Work required ▸
Starting with the line that holds "Existence query: does the image contain any cobblestone street?", repeat each line through the last one below, exactly. Pictures stay out.

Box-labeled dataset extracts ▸
--- --- ---

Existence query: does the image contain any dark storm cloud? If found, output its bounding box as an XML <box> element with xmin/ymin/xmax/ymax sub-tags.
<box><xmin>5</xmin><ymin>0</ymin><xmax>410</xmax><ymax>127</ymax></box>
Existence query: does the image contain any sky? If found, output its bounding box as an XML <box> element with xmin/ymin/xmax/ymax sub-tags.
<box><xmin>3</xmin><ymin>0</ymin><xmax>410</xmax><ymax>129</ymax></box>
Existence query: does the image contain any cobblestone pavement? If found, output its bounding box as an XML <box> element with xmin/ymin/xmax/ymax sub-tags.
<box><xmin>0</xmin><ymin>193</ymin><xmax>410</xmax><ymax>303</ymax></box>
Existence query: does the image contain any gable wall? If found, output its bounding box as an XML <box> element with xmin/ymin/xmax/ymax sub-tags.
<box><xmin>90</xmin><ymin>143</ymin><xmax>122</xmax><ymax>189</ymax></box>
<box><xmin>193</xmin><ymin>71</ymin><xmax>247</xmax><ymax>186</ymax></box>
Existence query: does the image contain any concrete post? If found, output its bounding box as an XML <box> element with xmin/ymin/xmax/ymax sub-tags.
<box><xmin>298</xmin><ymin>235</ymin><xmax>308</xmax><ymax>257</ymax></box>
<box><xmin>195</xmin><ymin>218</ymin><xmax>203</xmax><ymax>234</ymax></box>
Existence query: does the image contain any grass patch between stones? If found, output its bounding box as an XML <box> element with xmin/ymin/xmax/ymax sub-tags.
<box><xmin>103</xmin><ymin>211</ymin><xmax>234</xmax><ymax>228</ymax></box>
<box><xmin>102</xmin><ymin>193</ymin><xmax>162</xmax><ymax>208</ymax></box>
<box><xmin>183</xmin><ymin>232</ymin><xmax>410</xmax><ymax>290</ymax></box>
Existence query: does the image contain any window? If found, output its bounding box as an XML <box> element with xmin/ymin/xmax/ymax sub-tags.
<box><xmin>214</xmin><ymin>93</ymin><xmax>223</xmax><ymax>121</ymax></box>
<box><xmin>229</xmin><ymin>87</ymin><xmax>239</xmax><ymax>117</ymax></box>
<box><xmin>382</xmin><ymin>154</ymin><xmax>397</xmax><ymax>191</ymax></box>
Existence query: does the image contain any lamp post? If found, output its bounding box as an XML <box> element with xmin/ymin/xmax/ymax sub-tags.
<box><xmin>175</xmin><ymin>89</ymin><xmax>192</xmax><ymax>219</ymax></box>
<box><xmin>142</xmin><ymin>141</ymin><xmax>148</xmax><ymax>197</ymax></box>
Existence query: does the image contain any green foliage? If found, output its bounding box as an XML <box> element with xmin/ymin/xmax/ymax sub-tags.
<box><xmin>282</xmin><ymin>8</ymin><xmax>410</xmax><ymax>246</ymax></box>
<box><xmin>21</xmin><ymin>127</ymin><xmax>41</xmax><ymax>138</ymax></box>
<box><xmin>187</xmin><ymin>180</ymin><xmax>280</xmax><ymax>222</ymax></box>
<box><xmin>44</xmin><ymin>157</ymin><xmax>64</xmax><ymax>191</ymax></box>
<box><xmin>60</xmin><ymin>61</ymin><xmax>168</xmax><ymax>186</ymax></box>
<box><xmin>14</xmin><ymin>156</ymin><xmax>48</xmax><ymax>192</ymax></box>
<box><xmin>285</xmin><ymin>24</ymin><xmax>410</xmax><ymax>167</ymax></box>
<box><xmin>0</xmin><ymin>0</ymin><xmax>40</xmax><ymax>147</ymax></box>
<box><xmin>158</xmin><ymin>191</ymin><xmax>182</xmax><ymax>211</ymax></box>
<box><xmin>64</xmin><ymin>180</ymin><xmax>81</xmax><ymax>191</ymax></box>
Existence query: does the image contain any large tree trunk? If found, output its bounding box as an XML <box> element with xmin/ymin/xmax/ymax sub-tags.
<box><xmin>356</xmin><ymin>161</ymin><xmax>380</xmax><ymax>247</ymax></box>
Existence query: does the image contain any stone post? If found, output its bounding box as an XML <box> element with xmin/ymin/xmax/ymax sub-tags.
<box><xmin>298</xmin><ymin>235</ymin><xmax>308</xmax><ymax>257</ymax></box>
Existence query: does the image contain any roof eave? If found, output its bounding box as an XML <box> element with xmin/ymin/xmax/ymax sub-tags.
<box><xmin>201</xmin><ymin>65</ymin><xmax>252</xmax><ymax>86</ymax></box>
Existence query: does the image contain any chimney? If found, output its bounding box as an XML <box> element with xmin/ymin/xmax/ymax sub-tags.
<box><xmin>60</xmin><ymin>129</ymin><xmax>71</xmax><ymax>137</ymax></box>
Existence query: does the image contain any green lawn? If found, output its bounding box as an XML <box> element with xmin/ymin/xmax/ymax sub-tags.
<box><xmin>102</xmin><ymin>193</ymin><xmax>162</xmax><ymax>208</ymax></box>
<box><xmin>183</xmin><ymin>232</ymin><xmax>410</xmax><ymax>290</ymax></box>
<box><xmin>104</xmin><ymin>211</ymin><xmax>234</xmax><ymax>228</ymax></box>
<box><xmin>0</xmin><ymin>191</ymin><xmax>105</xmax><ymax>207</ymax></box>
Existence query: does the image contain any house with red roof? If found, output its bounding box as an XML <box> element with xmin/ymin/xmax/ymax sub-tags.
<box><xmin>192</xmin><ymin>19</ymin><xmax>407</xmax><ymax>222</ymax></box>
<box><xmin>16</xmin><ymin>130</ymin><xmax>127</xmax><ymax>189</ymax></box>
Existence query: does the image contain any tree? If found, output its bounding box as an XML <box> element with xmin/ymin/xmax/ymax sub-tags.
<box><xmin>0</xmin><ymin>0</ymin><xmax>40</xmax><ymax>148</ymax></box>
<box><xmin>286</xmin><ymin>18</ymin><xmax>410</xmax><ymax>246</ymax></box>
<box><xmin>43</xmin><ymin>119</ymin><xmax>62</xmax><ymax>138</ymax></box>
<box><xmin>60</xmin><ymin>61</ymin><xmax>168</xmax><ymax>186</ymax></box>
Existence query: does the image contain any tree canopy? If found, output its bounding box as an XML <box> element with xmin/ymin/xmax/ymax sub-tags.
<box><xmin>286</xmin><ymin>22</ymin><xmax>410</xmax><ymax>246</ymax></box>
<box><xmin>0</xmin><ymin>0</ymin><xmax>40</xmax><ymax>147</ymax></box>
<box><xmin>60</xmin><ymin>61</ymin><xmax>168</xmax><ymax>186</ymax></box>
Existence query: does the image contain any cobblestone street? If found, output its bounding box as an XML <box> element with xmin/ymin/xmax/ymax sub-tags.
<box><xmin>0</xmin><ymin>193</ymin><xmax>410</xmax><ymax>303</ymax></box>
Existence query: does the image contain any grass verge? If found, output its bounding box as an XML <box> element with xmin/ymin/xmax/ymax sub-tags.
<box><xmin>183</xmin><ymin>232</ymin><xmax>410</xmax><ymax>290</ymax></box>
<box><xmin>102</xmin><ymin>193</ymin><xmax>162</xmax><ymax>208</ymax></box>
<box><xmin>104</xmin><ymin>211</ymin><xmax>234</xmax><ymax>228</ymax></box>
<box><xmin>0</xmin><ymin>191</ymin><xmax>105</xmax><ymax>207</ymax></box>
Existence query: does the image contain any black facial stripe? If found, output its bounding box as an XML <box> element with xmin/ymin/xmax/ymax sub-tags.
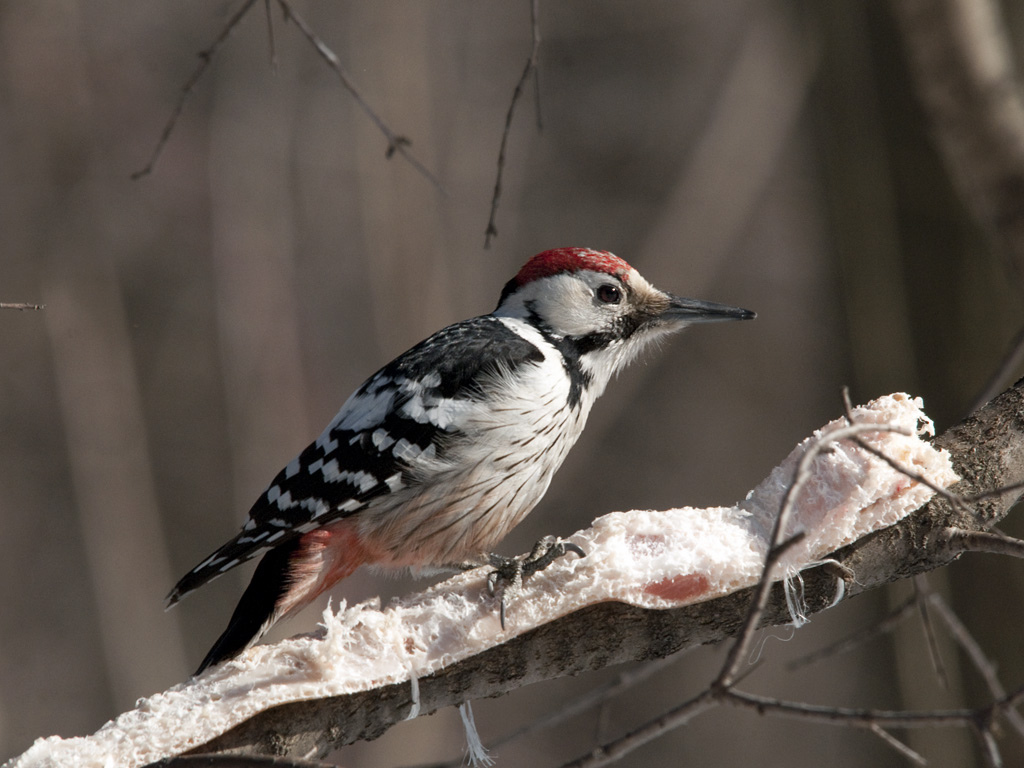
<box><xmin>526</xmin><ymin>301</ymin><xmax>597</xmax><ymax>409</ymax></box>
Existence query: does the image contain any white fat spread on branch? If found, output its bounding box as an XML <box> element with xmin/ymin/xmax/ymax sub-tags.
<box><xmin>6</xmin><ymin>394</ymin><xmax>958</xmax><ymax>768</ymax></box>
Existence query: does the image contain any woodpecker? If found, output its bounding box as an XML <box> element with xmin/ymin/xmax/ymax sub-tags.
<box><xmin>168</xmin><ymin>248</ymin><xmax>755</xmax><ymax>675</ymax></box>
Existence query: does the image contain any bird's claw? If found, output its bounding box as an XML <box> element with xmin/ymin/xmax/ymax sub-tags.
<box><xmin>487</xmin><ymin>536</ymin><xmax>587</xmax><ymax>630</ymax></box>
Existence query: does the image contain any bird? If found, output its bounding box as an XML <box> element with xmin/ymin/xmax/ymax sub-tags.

--- --- ---

Full solution ▸
Existence query: does the image contain any cobblestone street? If found, output its bounding box as an XML <box> element with xmin/ymin/xmax/ymax sub-tags.
<box><xmin>0</xmin><ymin>193</ymin><xmax>410</xmax><ymax>303</ymax></box>
Existence query: does the image contain any grass verge? If found, output its bounding box as an XML <box> element with xmin/ymin/xmax/ymax sub-tags.
<box><xmin>183</xmin><ymin>232</ymin><xmax>410</xmax><ymax>290</ymax></box>
<box><xmin>102</xmin><ymin>193</ymin><xmax>162</xmax><ymax>208</ymax></box>
<box><xmin>104</xmin><ymin>211</ymin><xmax>234</xmax><ymax>228</ymax></box>
<box><xmin>0</xmin><ymin>191</ymin><xmax>105</xmax><ymax>207</ymax></box>
Existence query: does the image contain any black facial stripe? If found, output its bounding box as an XML <box> element with xmin/ymin/xmax/ymax sub-tags.
<box><xmin>526</xmin><ymin>301</ymin><xmax>597</xmax><ymax>409</ymax></box>
Existence query: does the image contain any white fat spread on branch? If found, output its bounding box as an XML <box> element with xmin/ymin/xmax/ymax sub-tags.
<box><xmin>6</xmin><ymin>394</ymin><xmax>958</xmax><ymax>768</ymax></box>
Existence query: does the image contain any woodpecker? If found, output its bounding box as an XML <box> element with xmin/ymin/xmax/ymax sub-tags.
<box><xmin>168</xmin><ymin>248</ymin><xmax>755</xmax><ymax>675</ymax></box>
Existence query: does the image contain any bird's claw? If found, output its bounding box as an XML <box> element with xmin/ymin/xmax/ymax sub-tags.
<box><xmin>487</xmin><ymin>536</ymin><xmax>587</xmax><ymax>630</ymax></box>
Existence query: does the image contain any bird? If found, output its bounding box as an XML <box> element with xmin/ymin/xmax/ymax sub-tags.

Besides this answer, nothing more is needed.